Stored items:

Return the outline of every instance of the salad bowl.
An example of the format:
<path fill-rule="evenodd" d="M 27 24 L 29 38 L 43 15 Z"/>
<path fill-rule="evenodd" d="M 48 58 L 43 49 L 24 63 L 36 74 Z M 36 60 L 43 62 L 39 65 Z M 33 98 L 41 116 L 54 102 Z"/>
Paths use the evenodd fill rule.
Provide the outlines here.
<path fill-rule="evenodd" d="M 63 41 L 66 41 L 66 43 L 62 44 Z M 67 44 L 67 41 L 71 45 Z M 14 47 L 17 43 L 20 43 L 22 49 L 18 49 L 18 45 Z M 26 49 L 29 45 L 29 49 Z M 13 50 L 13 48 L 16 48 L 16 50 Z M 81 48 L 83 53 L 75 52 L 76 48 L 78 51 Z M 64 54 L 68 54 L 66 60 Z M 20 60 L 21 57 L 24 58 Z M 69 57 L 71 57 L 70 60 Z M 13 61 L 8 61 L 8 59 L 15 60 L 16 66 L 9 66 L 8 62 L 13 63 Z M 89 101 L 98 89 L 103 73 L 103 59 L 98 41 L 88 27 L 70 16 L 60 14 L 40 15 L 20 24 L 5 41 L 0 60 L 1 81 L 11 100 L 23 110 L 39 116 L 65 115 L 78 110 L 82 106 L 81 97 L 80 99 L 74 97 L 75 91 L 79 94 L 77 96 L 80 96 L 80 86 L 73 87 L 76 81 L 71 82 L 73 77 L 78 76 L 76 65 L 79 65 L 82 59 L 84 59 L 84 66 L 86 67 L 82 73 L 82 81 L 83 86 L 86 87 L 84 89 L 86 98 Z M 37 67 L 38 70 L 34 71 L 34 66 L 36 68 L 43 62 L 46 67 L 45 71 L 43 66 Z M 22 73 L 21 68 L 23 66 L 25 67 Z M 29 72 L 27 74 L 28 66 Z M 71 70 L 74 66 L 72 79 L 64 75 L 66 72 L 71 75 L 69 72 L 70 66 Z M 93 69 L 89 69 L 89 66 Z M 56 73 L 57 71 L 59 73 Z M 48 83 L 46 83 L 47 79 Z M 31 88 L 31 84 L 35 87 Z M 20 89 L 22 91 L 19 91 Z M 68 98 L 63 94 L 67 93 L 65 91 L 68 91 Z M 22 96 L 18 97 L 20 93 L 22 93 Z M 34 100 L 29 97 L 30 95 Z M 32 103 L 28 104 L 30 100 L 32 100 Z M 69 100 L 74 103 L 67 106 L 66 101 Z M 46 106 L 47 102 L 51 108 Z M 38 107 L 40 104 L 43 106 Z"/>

## What is being asked
Reproduce all of these lines in full. Scale every coordinate in the answer paths by 2.15 and round each result to a whole number, rounding halves up.

## Expected answer
Return the outline of every instance of the salad bowl.
An example of the format:
<path fill-rule="evenodd" d="M 27 24 L 29 38 L 43 15 Z"/>
<path fill-rule="evenodd" d="M 48 58 L 43 49 L 24 63 L 36 74 Z M 36 60 L 43 62 L 39 65 Z M 33 98 L 41 116 L 54 102 Z"/>
Paths use the evenodd fill rule.
Provide the outlines here.
<path fill-rule="evenodd" d="M 135 88 L 142 88 L 142 92 L 133 95 Z M 144 95 L 144 88 L 153 97 Z M 30 101 L 37 92 L 43 92 L 47 105 L 39 105 L 39 97 Z M 56 105 L 62 97 L 62 105 Z M 28 108 L 28 103 L 34 103 L 34 108 Z M 174 103 L 178 114 L 161 112 L 163 103 L 168 110 Z M 138 116 L 146 116 L 142 129 Z M 43 129 L 45 123 L 52 125 Z M 148 123 L 153 123 L 151 129 Z M 28 131 L 17 131 L 17 127 L 32 129 L 34 142 L 19 142 L 17 133 L 28 135 Z M 191 217 L 211 191 L 221 157 L 221 127 L 211 88 L 189 58 L 151 34 L 129 30 L 86 32 L 43 52 L 11 88 L 0 129 L 2 174 L 24 215 L 49 237 L 84 249 L 140 247 L 168 237 L 176 228 L 174 209 L 172 213 L 159 209 L 161 196 L 170 202 L 166 206 L 172 206 L 172 185 L 157 187 L 163 174 L 153 176 L 157 166 L 168 163 L 163 140 L 170 140 L 176 127 L 181 127 L 181 142 L 185 144 L 176 157 L 176 174 L 178 185 L 185 187 L 181 191 L 185 211 Z M 80 144 L 82 151 L 73 153 L 73 142 L 77 146 L 92 133 L 99 144 L 97 153 L 92 142 Z M 47 157 L 45 146 L 49 142 L 54 144 Z M 62 155 L 58 159 L 60 142 Z M 153 151 L 159 142 L 155 170 L 138 161 L 142 155 L 153 161 L 148 155 L 151 142 Z M 200 148 L 191 148 L 191 142 Z M 120 157 L 123 153 L 127 157 Z M 103 178 L 99 178 L 101 170 Z M 67 189 L 67 181 L 75 187 Z M 43 191 L 47 196 L 41 196 Z M 146 211 L 135 202 L 144 200 L 140 196 L 146 196 Z M 47 206 L 39 209 L 43 200 L 47 200 Z M 73 215 L 62 209 L 65 204 Z M 69 221 L 60 224 L 65 215 L 69 215 Z M 148 215 L 159 221 L 144 228 L 142 217 Z M 99 228 L 101 219 L 110 232 Z M 82 230 L 86 224 L 92 228 Z"/>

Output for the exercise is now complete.